▶ SOURCE DATA
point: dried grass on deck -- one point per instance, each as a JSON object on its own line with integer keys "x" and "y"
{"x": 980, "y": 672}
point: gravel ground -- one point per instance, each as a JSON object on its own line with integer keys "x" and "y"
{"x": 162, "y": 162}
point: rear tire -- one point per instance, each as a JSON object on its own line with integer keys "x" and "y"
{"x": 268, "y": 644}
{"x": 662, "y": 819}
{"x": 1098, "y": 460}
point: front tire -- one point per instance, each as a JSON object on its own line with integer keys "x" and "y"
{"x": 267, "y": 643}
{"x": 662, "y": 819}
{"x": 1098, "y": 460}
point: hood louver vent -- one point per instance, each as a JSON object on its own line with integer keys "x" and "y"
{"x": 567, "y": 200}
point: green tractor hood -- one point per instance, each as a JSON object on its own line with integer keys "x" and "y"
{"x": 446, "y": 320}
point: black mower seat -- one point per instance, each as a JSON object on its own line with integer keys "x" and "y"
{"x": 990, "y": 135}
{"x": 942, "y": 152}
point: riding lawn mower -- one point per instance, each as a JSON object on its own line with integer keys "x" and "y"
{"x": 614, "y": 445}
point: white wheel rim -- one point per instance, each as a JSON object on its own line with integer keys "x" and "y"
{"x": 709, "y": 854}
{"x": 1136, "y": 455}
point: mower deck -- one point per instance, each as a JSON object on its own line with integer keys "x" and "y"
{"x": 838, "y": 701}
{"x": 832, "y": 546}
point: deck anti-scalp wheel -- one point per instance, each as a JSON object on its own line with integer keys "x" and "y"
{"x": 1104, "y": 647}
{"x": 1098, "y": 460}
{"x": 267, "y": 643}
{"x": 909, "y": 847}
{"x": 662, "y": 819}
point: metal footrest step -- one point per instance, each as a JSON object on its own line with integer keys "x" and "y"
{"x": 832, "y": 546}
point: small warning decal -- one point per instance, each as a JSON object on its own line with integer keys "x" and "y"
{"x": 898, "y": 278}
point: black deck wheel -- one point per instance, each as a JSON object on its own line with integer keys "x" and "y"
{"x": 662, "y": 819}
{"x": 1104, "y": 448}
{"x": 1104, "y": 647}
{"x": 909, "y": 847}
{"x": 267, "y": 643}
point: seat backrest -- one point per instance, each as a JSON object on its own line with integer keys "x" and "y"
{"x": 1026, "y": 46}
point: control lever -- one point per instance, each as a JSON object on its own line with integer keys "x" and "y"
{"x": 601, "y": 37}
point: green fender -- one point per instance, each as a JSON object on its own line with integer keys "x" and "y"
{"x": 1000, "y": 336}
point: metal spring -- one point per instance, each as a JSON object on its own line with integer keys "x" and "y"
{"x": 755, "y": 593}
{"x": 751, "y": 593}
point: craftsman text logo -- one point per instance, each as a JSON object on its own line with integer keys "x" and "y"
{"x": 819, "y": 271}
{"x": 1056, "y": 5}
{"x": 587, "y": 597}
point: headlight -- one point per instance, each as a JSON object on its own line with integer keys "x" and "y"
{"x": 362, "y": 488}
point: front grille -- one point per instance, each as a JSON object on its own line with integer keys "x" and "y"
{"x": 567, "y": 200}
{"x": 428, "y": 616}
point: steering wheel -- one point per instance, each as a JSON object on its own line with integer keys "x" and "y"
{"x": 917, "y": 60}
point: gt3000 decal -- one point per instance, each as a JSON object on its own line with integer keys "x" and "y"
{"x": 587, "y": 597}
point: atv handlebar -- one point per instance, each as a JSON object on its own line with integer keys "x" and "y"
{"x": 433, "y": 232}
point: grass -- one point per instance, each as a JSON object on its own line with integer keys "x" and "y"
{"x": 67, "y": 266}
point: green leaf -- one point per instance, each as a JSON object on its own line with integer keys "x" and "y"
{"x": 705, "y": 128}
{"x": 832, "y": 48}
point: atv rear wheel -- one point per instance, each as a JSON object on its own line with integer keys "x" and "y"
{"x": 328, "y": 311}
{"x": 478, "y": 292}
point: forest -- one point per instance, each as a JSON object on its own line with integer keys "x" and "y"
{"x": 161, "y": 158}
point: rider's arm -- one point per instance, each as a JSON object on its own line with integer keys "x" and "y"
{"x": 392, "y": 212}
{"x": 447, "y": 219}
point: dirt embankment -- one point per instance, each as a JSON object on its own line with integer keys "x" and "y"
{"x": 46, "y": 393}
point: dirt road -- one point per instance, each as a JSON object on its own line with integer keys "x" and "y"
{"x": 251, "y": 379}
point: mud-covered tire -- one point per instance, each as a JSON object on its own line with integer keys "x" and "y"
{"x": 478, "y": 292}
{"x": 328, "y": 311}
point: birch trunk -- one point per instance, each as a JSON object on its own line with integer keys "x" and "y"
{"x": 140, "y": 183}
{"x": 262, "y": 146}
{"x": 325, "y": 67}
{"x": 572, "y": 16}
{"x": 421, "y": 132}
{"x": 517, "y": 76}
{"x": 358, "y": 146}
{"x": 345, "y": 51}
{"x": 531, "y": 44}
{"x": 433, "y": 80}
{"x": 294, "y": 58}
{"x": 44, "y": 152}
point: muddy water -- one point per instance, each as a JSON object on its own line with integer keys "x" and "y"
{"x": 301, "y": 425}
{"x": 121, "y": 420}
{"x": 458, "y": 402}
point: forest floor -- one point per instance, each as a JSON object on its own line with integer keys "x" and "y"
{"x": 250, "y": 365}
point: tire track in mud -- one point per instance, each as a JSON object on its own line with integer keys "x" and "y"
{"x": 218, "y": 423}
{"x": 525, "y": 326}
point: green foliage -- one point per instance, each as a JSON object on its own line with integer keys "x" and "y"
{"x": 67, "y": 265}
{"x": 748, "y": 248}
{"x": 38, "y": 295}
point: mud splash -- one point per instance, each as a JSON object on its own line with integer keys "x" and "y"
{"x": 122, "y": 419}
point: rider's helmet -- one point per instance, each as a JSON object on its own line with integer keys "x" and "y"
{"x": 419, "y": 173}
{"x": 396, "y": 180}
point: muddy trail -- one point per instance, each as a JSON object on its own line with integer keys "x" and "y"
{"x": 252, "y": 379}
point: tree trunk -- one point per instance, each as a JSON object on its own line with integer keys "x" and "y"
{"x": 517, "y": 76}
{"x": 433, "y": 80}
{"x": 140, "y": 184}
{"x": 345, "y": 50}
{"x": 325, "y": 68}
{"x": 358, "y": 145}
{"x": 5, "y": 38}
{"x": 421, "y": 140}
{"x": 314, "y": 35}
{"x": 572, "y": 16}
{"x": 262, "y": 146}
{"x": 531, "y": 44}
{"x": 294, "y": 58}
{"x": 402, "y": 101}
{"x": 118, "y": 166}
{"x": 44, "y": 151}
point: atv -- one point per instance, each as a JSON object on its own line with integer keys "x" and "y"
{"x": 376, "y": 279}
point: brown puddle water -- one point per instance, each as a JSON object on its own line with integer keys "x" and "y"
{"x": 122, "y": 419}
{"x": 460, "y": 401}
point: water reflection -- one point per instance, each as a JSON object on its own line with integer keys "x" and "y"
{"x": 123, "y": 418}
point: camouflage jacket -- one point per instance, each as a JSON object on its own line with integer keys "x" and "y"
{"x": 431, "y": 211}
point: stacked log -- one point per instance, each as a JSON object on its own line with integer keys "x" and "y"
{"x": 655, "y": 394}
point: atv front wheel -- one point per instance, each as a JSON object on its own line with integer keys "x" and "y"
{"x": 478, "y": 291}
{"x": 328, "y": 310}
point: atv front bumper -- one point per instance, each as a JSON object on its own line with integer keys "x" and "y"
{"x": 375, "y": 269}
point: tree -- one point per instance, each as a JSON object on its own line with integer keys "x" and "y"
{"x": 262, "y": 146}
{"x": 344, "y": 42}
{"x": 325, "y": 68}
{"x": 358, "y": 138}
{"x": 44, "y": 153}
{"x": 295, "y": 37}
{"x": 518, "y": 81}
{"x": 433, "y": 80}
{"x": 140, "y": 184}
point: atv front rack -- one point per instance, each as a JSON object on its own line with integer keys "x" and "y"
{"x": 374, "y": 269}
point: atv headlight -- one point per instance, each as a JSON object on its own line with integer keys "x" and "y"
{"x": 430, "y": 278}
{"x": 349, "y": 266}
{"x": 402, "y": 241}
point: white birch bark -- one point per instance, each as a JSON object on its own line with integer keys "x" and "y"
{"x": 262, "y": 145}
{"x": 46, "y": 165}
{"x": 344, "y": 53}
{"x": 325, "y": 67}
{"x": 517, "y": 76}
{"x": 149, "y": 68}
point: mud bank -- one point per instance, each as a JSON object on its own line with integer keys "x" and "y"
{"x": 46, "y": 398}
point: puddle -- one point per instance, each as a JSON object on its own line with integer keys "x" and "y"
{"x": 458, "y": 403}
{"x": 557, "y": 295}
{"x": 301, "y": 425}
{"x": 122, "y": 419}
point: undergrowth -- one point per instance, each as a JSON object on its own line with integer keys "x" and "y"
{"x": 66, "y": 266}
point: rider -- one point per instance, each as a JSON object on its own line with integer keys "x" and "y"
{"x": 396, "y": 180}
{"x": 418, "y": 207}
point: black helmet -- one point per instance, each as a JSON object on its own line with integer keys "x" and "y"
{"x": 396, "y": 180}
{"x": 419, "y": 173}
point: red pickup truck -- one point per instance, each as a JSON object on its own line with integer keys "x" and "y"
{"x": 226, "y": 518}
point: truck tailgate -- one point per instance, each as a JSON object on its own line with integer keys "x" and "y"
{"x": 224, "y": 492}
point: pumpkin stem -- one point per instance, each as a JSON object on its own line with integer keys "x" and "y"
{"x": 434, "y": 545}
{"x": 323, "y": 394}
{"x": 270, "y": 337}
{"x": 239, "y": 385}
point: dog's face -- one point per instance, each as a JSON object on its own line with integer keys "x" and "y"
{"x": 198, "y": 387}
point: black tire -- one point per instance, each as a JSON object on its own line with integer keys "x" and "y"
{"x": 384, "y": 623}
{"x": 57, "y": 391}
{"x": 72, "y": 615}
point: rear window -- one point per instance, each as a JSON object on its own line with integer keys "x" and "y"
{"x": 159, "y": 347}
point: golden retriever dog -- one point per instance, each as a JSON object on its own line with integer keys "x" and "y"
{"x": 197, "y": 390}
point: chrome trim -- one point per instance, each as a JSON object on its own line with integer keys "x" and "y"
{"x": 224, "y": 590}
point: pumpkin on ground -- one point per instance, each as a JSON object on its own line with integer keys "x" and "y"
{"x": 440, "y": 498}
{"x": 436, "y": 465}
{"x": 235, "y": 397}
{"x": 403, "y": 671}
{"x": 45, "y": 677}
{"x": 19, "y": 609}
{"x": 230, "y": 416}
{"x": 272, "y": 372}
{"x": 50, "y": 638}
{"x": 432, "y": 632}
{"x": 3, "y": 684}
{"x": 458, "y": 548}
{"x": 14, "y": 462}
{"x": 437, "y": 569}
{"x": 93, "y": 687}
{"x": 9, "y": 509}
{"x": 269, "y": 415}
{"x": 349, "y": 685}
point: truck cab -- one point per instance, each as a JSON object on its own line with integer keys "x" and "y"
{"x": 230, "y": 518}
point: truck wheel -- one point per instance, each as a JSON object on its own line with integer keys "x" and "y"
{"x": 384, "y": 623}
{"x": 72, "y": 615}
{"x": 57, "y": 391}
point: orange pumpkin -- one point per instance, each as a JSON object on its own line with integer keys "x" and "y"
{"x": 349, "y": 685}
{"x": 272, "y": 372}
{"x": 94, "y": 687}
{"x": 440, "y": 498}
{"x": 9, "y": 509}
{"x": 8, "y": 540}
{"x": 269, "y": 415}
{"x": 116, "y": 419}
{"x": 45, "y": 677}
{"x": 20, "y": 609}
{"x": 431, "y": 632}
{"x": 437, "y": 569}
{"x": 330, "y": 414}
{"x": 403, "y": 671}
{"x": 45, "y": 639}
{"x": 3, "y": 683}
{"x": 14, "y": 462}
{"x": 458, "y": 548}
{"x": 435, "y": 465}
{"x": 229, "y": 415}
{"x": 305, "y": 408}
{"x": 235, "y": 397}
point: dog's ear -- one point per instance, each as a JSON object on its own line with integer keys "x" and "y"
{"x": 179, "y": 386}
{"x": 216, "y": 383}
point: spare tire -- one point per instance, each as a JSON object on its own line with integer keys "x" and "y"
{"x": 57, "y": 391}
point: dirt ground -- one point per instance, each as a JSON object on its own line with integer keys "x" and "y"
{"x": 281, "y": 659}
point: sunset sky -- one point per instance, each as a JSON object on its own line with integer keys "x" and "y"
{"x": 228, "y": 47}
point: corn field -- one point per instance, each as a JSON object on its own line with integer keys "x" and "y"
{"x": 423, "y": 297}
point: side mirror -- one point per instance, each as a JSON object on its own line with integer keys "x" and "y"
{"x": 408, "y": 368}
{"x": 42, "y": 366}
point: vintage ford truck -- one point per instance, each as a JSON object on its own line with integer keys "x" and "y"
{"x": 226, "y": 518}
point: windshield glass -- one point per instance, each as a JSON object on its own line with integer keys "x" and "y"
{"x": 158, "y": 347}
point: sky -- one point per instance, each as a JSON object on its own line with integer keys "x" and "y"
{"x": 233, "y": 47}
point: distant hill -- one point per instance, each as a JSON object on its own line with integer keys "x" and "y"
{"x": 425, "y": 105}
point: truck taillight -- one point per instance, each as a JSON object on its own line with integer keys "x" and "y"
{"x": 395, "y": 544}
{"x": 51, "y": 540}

▶ TASK BRIEF
Only the lines from the one that contains "point: vintage ford" to the end of the entries above should be given again, exactly and in full.

▶ ANSWER TO THE PROBLEM
point: vintage ford truck -- one point per instance, each as a JSON object on its own line with integer keys "x" and "y"
{"x": 226, "y": 518}
point: windshield glass -- one point per instance, each as a JSON object on its own line with integer keys "x" and "y"
{"x": 158, "y": 347}
point: sky -- one point per instance, each as a JSON object on its own line with integer keys "x" and "y"
{"x": 233, "y": 47}
point: distant hill -- one point per instance, each as a JSON object on its own line with integer keys "x" and "y"
{"x": 425, "y": 105}
point: truck taillight -- one point per instance, each as a JSON object on its own line with integer keys "x" and "y"
{"x": 395, "y": 544}
{"x": 51, "y": 540}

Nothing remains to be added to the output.